» **Task to complete**
Find every line in the rows below that contains the word "query" and copy each of those lines. Treat case as significant.

# # # #

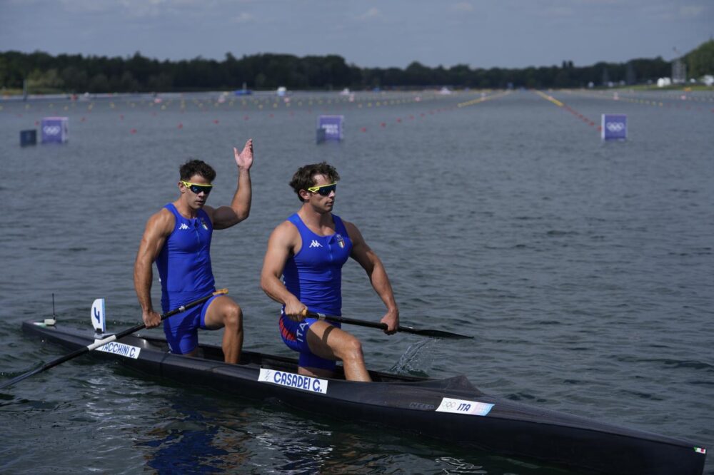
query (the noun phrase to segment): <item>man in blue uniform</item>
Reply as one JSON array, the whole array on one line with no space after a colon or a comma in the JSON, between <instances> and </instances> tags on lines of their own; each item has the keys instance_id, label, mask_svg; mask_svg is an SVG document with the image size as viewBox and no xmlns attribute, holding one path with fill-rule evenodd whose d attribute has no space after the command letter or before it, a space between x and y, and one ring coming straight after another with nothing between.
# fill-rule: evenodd
<instances>
[{"instance_id":1,"label":"man in blue uniform","mask_svg":"<svg viewBox=\"0 0 714 475\"><path fill-rule=\"evenodd\" d=\"M352 257L367 272L387 308L381 320L387 325L386 332L394 333L399 325L399 310L382 262L356 225L332 213L339 179L337 170L324 162L305 165L293 176L290 185L302 207L271 234L261 286L283 304L281 334L286 344L300 352L301 374L329 377L340 359L348 379L370 381L357 338L338 324L303 316L306 309L341 315L342 266Z\"/></svg>"},{"instance_id":2,"label":"man in blue uniform","mask_svg":"<svg viewBox=\"0 0 714 475\"><path fill-rule=\"evenodd\" d=\"M240 153L233 148L238 165L238 188L230 206L206 205L216 172L200 160L180 168L178 198L149 219L134 263L134 288L146 328L158 327L161 316L151 303L152 264L156 262L161 282L164 312L215 291L211 268L211 238L214 229L226 229L248 218L251 210L251 167L253 140ZM172 353L196 354L198 329L224 328L223 352L226 362L237 363L243 347L243 312L226 295L211 297L164 321L164 332Z\"/></svg>"}]
</instances>

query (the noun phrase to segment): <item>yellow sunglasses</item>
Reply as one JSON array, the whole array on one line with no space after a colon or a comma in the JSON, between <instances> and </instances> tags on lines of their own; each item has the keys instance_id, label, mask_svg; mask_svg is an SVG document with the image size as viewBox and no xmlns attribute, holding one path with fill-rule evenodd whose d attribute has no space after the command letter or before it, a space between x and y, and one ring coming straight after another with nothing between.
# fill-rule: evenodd
<instances>
[{"instance_id":1,"label":"yellow sunglasses","mask_svg":"<svg viewBox=\"0 0 714 475\"><path fill-rule=\"evenodd\" d=\"M208 195L208 193L211 193L211 188L213 188L213 185L203 185L203 184L201 184L201 183L191 183L188 182L188 181L183 181L183 180L181 180L181 183L183 183L183 186L185 186L186 188L188 188L189 190L191 190L191 191L193 191L196 195L198 195L198 193L200 193L201 191L203 191L204 193L206 193L206 195Z\"/></svg>"},{"instance_id":2,"label":"yellow sunglasses","mask_svg":"<svg viewBox=\"0 0 714 475\"><path fill-rule=\"evenodd\" d=\"M330 194L330 192L335 191L337 190L337 182L333 183L330 183L329 185L321 185L320 186L311 186L308 188L308 191L311 193L318 193L322 196L327 196Z\"/></svg>"}]
</instances>

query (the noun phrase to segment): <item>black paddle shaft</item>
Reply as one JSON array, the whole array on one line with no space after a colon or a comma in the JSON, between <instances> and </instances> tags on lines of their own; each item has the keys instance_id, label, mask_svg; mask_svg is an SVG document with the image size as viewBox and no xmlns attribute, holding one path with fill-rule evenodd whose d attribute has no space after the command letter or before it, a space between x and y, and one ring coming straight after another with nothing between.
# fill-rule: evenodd
<instances>
[{"instance_id":1,"label":"black paddle shaft","mask_svg":"<svg viewBox=\"0 0 714 475\"><path fill-rule=\"evenodd\" d=\"M177 309L174 309L174 310L171 310L169 312L166 312L166 313L164 313L164 314L163 314L161 315L161 321L164 321L166 319L169 318L169 317L171 317L172 315L176 315L177 313L181 313L181 312L183 312L183 311L186 310L187 309L191 308L192 307L196 307L198 304L201 304L201 303L203 303L203 302L206 302L206 300L208 300L208 299L210 299L211 297L212 297L213 295L220 295L221 294L227 294L227 293L228 293L228 289L220 289L218 290L216 290L216 292L213 292L213 293L211 293L211 294L210 294L208 295L206 295L205 297L201 297L200 299L198 299L197 300L193 300L193 302L190 302L186 304L185 305L182 305L181 307L179 307ZM114 334L113 334L113 335L111 335L110 337L108 337L107 338L105 339L106 340L106 342L104 339L100 340L100 342L99 342L100 343L101 342L104 342L104 343L101 343L100 344L90 344L90 345L86 346L86 347L82 347L81 348L79 348L79 349L74 350L74 352L72 352L71 353L68 353L67 354L65 354L64 356L62 356L62 357L60 357L56 358L55 359L53 359L51 362L48 362L45 363L44 364L43 364L42 366L41 366L41 367L39 367L38 368L35 368L34 369L32 369L31 371L29 371L26 373L23 373L22 374L20 374L19 376L16 376L16 377L14 377L13 379L10 379L9 381L6 381L2 384L0 384L0 389L4 389L6 387L8 387L9 386L12 386L15 383L19 382L22 381L23 379L24 379L26 378L29 378L29 377L30 377L31 376L32 376L34 374L36 374L37 373L41 373L43 371L45 371L46 369L49 369L50 368L53 368L53 367L57 366L58 364L61 364L64 362L69 361L69 360L71 359L72 358L76 358L76 357L79 356L80 354L84 354L84 353L89 353L89 352L91 352L93 349L94 349L95 348L98 348L98 347L99 347L101 346L103 346L104 344L106 344L106 343L109 343L110 342L114 342L115 340L119 339L120 338L123 338L123 337L126 337L128 334L131 334L132 333L138 332L140 330L144 330L146 327L146 325L144 324L144 323L141 323L141 324L139 324L138 325L135 325L135 326L132 327L131 328L129 328L127 330L122 330L122 331L119 332L119 333L115 333Z\"/></svg>"},{"instance_id":2,"label":"black paddle shaft","mask_svg":"<svg viewBox=\"0 0 714 475\"><path fill-rule=\"evenodd\" d=\"M345 317L337 317L335 315L326 315L323 313L318 313L316 312L311 312L306 310L303 312L307 317L312 317L313 318L318 318L322 320L331 320L333 322L339 322L340 323L346 323L352 325L359 325L361 327L369 327L370 328L378 328L382 330L387 330L387 324L376 322L367 322L366 320L358 320L353 318L346 318ZM473 337L470 337L466 334L459 334L458 333L452 333L451 332L444 332L443 330L418 330L413 328L412 327L404 327L399 326L397 327L398 332L403 332L404 333L413 333L414 334L418 334L422 337L433 337L434 338L453 338L453 339L464 339L464 338L473 338Z\"/></svg>"}]
</instances>

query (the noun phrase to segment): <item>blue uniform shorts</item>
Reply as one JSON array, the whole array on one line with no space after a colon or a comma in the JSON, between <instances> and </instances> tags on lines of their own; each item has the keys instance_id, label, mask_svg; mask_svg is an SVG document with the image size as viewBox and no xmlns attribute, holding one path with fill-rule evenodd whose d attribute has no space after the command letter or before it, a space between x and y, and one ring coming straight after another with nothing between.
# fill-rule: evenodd
<instances>
[{"instance_id":1,"label":"blue uniform shorts","mask_svg":"<svg viewBox=\"0 0 714 475\"><path fill-rule=\"evenodd\" d=\"M213 295L201 305L192 307L164 320L164 334L171 353L186 354L198 344L198 329L206 328L206 311L216 297Z\"/></svg>"},{"instance_id":2,"label":"blue uniform shorts","mask_svg":"<svg viewBox=\"0 0 714 475\"><path fill-rule=\"evenodd\" d=\"M337 362L334 359L326 359L313 354L308 346L307 333L308 330L313 323L317 322L316 318L306 318L302 322L295 322L281 312L280 334L283 337L283 341L288 345L288 347L293 351L300 353L300 358L298 364L302 367L320 368L321 369L328 369L334 371ZM339 323L328 322L331 325L340 327Z\"/></svg>"}]
</instances>

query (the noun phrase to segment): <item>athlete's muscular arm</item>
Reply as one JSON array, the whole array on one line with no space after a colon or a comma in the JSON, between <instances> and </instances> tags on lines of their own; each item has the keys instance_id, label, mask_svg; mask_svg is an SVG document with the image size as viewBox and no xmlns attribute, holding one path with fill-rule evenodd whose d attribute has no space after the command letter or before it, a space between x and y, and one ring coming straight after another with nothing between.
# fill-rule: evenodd
<instances>
[{"instance_id":1,"label":"athlete's muscular arm","mask_svg":"<svg viewBox=\"0 0 714 475\"><path fill-rule=\"evenodd\" d=\"M233 196L230 206L221 206L213 209L204 207L213 229L225 229L238 224L248 218L251 213L252 189L251 183L251 167L253 166L253 139L246 142L246 145L240 153L233 147L236 165L238 165L238 188Z\"/></svg>"},{"instance_id":2,"label":"athlete's muscular arm","mask_svg":"<svg viewBox=\"0 0 714 475\"><path fill-rule=\"evenodd\" d=\"M263 260L261 271L261 287L276 302L285 305L285 315L299 322L305 317L302 312L306 307L298 297L291 293L280 280L288 258L300 250L300 233L289 221L278 225L268 240L268 249Z\"/></svg>"},{"instance_id":3,"label":"athlete's muscular arm","mask_svg":"<svg viewBox=\"0 0 714 475\"><path fill-rule=\"evenodd\" d=\"M151 304L151 280L154 277L151 266L174 229L174 215L165 208L149 218L136 253L134 289L141 306L141 318L146 328L158 327L161 322L161 315L154 311Z\"/></svg>"},{"instance_id":4,"label":"athlete's muscular arm","mask_svg":"<svg viewBox=\"0 0 714 475\"><path fill-rule=\"evenodd\" d=\"M347 221L343 223L352 240L352 252L350 253L350 257L359 262L367 272L372 287L387 307L387 312L380 322L387 324L385 332L391 334L396 332L397 327L399 326L399 308L394 300L394 292L392 290L392 285L389 282L389 277L387 277L387 272L384 270L382 261L365 242L357 226Z\"/></svg>"}]
</instances>

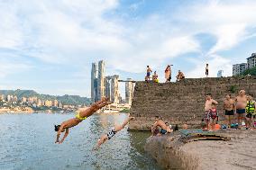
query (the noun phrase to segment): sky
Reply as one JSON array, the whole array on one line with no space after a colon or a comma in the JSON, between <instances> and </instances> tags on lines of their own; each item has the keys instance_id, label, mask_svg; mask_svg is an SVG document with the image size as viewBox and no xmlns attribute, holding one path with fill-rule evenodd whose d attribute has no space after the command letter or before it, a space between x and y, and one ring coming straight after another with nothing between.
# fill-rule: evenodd
<instances>
[{"instance_id":1,"label":"sky","mask_svg":"<svg viewBox=\"0 0 256 170\"><path fill-rule=\"evenodd\" d=\"M91 63L106 76L164 81L232 76L256 52L255 0L0 0L0 89L90 97ZM120 85L123 95L124 85Z\"/></svg>"}]
</instances>

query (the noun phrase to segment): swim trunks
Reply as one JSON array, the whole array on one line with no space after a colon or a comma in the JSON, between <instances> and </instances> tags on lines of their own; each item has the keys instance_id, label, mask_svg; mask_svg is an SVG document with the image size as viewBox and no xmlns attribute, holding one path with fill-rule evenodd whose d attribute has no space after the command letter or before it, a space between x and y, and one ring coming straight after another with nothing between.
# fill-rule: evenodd
<instances>
[{"instance_id":1,"label":"swim trunks","mask_svg":"<svg viewBox=\"0 0 256 170\"><path fill-rule=\"evenodd\" d=\"M86 120L87 117L80 117L80 112L77 112L76 118L79 119L80 121Z\"/></svg>"},{"instance_id":2,"label":"swim trunks","mask_svg":"<svg viewBox=\"0 0 256 170\"><path fill-rule=\"evenodd\" d=\"M251 113L247 113L246 114L246 118L252 118L252 114Z\"/></svg>"},{"instance_id":3,"label":"swim trunks","mask_svg":"<svg viewBox=\"0 0 256 170\"><path fill-rule=\"evenodd\" d=\"M225 110L224 111L224 115L226 115L226 116L233 116L233 110L231 110L231 111Z\"/></svg>"},{"instance_id":4,"label":"swim trunks","mask_svg":"<svg viewBox=\"0 0 256 170\"><path fill-rule=\"evenodd\" d=\"M237 109L236 113L238 114L244 114L245 113L245 109Z\"/></svg>"},{"instance_id":5,"label":"swim trunks","mask_svg":"<svg viewBox=\"0 0 256 170\"><path fill-rule=\"evenodd\" d=\"M160 134L162 134L162 135L167 134L167 130L166 130L161 129L161 130L160 130Z\"/></svg>"},{"instance_id":6,"label":"swim trunks","mask_svg":"<svg viewBox=\"0 0 256 170\"><path fill-rule=\"evenodd\" d=\"M206 70L206 75L209 75L209 70L208 69Z\"/></svg>"},{"instance_id":7,"label":"swim trunks","mask_svg":"<svg viewBox=\"0 0 256 170\"><path fill-rule=\"evenodd\" d=\"M209 112L206 112L206 113L205 113L205 121L210 121L210 116L209 116Z\"/></svg>"},{"instance_id":8,"label":"swim trunks","mask_svg":"<svg viewBox=\"0 0 256 170\"><path fill-rule=\"evenodd\" d=\"M116 131L114 131L114 129L113 128L107 134L107 139L110 139L112 137L114 137L114 135L116 133Z\"/></svg>"}]
</instances>

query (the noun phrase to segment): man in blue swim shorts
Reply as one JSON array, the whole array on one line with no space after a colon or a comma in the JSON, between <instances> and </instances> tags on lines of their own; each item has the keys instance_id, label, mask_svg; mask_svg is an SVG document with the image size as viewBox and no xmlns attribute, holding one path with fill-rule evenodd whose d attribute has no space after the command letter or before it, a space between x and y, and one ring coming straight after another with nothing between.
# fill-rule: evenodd
<instances>
[{"instance_id":1,"label":"man in blue swim shorts","mask_svg":"<svg viewBox=\"0 0 256 170\"><path fill-rule=\"evenodd\" d=\"M235 98L235 110L237 114L238 128L241 129L241 120L244 119L246 113L247 97L245 91L241 90Z\"/></svg>"}]
</instances>

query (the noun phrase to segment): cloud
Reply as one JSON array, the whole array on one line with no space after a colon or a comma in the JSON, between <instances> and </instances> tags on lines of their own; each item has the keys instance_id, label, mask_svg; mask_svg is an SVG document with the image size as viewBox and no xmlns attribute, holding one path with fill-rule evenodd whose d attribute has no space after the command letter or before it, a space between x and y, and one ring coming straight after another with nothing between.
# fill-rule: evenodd
<instances>
[{"instance_id":1,"label":"cloud","mask_svg":"<svg viewBox=\"0 0 256 170\"><path fill-rule=\"evenodd\" d=\"M215 77L219 70L224 70L224 76L228 76L232 74L232 61L221 56L212 55L207 62L206 62L204 59L192 58L190 58L190 61L194 62L196 67L193 70L187 73L186 76L188 78L205 77L206 63L209 64L210 77Z\"/></svg>"},{"instance_id":2,"label":"cloud","mask_svg":"<svg viewBox=\"0 0 256 170\"><path fill-rule=\"evenodd\" d=\"M203 76L205 62L213 67L211 76L222 68L231 76L231 58L222 52L255 37L255 1L170 1L151 13L144 9L147 3L130 4L122 11L119 0L1 1L0 58L6 69L30 69L30 63L14 62L3 53L16 51L17 58L47 66L79 67L83 71L74 73L79 76L99 59L106 61L111 73L142 73L146 65L159 68L196 53L180 66L187 67L187 60L193 60L186 74L189 77ZM205 49L197 38L202 34L216 42ZM5 70L0 76L9 74Z\"/></svg>"}]
</instances>

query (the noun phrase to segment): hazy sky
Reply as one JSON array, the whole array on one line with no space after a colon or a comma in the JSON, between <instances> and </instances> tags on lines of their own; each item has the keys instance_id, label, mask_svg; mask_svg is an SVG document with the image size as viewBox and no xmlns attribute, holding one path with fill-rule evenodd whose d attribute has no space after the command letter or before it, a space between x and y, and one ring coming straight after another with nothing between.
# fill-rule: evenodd
<instances>
[{"instance_id":1,"label":"hazy sky","mask_svg":"<svg viewBox=\"0 0 256 170\"><path fill-rule=\"evenodd\" d=\"M142 80L210 76L256 52L256 1L0 0L0 89L90 96L91 63ZM123 85L122 86L123 89Z\"/></svg>"}]
</instances>

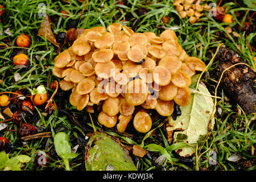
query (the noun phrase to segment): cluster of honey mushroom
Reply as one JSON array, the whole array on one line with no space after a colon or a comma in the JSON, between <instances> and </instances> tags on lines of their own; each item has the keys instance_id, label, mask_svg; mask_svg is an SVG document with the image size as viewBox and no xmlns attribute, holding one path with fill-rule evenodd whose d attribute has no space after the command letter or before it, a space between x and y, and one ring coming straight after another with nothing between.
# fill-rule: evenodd
<instances>
[{"instance_id":1,"label":"cluster of honey mushroom","mask_svg":"<svg viewBox=\"0 0 256 182\"><path fill-rule=\"evenodd\" d=\"M191 77L205 65L187 55L174 31L135 33L119 23L107 29L86 29L55 59L53 73L63 78L62 90L72 89L71 105L93 113L97 105L98 122L113 127L118 120L121 133L133 118L135 129L146 133L152 125L149 110L170 116L174 101L189 104Z\"/></svg>"}]
</instances>

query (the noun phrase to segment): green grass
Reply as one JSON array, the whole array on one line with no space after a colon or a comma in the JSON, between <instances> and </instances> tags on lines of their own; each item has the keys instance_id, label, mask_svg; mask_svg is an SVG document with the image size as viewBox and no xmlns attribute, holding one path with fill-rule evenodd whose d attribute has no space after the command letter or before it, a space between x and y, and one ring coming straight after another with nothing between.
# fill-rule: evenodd
<instances>
[{"instance_id":1,"label":"green grass","mask_svg":"<svg viewBox=\"0 0 256 182\"><path fill-rule=\"evenodd\" d=\"M158 28L163 26L167 28L173 26L179 26L180 28L175 30L180 43L187 54L191 56L197 56L208 63L209 61L207 54L212 56L216 47L224 43L228 47L234 49L239 53L240 56L254 69L255 69L254 61L252 57L256 56L255 52L252 53L250 51L248 42L251 42L251 39L255 33L251 33L245 36L245 32L239 30L238 26L242 27L245 21L248 20L249 16L244 15L243 21L235 18L234 22L230 24L233 31L239 35L238 38L234 38L230 35L226 36L224 28L227 26L224 23L218 23L213 18L209 16L206 13L206 16L201 18L201 20L191 25L187 19L181 19L177 16L175 7L172 6L173 1L151 1L148 4L146 1L124 1L125 5L115 5L115 1L89 1L85 11L81 16L78 27L89 28L90 27L101 26L106 27L109 24L125 19L126 22L121 22L124 24L131 27L137 32L152 31L159 34L164 29ZM207 3L216 1L206 1ZM218 2L216 2L217 3ZM54 27L52 28L53 34L57 34L59 32L66 32L65 28L68 21L70 19L77 19L84 7L85 2L80 3L76 0L70 0L68 3L63 1L9 1L2 3L6 8L4 16L1 18L0 23L0 43L6 44L8 47L0 49L0 79L3 83L0 84L0 92L13 92L18 89L26 88L32 89L37 85L43 84L46 86L47 83L51 83L54 80L60 81L59 78L52 75L51 69L54 65L54 57L57 47L53 46L44 38L37 36L37 32L40 27L43 18L38 16L39 11L38 5L44 3L46 5L46 13L52 18L57 18L55 22ZM234 2L225 2L223 1L221 5L226 6L227 12L235 16L236 13L239 11L248 11L250 10L245 5L238 6ZM147 13L139 15L138 10L144 8ZM59 13L61 10L65 10L69 14L68 18L63 19ZM163 23L162 18L168 16L171 19L168 23ZM57 19L59 18L59 19ZM251 23L252 23L251 20ZM7 28L11 35L5 33ZM255 28L255 27L254 27ZM219 32L219 34L216 34ZM17 36L20 34L28 35L32 38L32 44L28 48L21 49L15 44ZM62 50L67 48L68 45L63 48ZM13 57L19 51L24 51L30 58L31 68L28 71L22 71L20 69L13 69ZM214 70L217 65L217 61L212 64L209 71ZM15 82L14 75L19 72L22 79ZM207 80L207 76L204 77L204 80ZM47 88L50 94L52 90ZM211 93L213 94L213 93ZM222 94L223 96L223 94ZM224 97L222 97L224 98ZM53 135L60 131L65 131L69 136L72 147L79 143L79 138L85 138L86 132L92 131L90 122L87 118L86 122L82 121L84 113L77 111L69 104L68 100L60 100L56 98L55 102L59 106L59 110L67 110L77 118L82 126L85 126L88 131L85 131L80 127L75 125L75 122L68 115L65 115L59 111L56 111L48 119L44 118L41 114L43 107L39 107L34 111L35 116L32 121L26 122L36 125L42 130L47 129L51 131ZM227 158L236 152L242 154L242 160L251 160L255 159L255 156L251 154L255 147L256 130L255 122L250 121L254 115L245 115L242 112L239 115L232 110L232 107L222 98L218 102L217 107L221 110L221 113L215 115L215 126L213 134L205 137L204 142L198 144L198 155L207 151L211 143L210 150L204 153L198 160L198 167L208 168L210 170L235 170L237 169L237 163L232 163L227 160ZM2 110L0 110L2 111ZM37 114L36 114L37 113ZM95 119L95 118L94 118ZM153 124L152 128L157 127L163 121L159 119ZM250 125L249 123L250 123ZM166 160L164 167L167 170L195 170L196 159L195 156L191 158L189 162L179 158L173 150L177 146L167 142L166 134L164 131L164 125L155 130L154 134L156 136L148 136L144 140L145 146L149 143L155 143L162 146L174 161L174 167L169 162ZM13 122L9 122L8 129L16 130L18 125ZM98 127L100 129L100 127ZM111 130L105 131L108 134L121 138L124 143L133 144L140 144L144 135L139 134L137 137L131 138L130 136L117 135L117 134ZM13 143L18 142L16 133L10 131L1 131L0 136L6 137ZM48 142L47 140L49 140ZM47 145L46 143L48 143ZM46 148L46 145L47 147ZM179 147L179 146L178 146ZM83 148L79 148L78 152L80 155L70 162L71 168L73 170L84 170ZM171 148L171 149L170 149ZM47 167L39 167L34 164L36 152L44 150L49 152L51 163ZM218 164L210 166L208 163L209 152L214 151L217 152ZM11 149L10 156L18 154L25 154L31 156L32 160L23 167L24 170L64 170L63 161L57 156L54 151L53 138L43 138L32 140L26 142L22 146ZM138 170L152 170L158 169L152 161L154 158L159 156L158 152L150 152L154 156L150 159L148 156L139 159L135 163ZM252 167L248 169L255 169Z\"/></svg>"}]
</instances>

# # # #

» **Output of the exercise**
query (the noun phrase to segment): <item>man in blue uniform</item>
query (the noun phrase to segment): <item>yellow sunglasses</item>
query (the noun phrase to segment): <item>black paddle shaft</item>
query (the noun phrase to segment): <item>blue uniform shorts</item>
query (the noun phrase to segment): <item>athlete's muscular arm</item>
query (the noun phrase to segment): sky
query (the noun phrase to segment): swim trunks
query (the noun phrase to segment): man in blue swim shorts
query (the noun phrase to segment): cloud
query (the noun phrase to segment): hazy sky
query (the noun phrase to segment): cluster of honey mushroom
query (the noun phrase to segment): green grass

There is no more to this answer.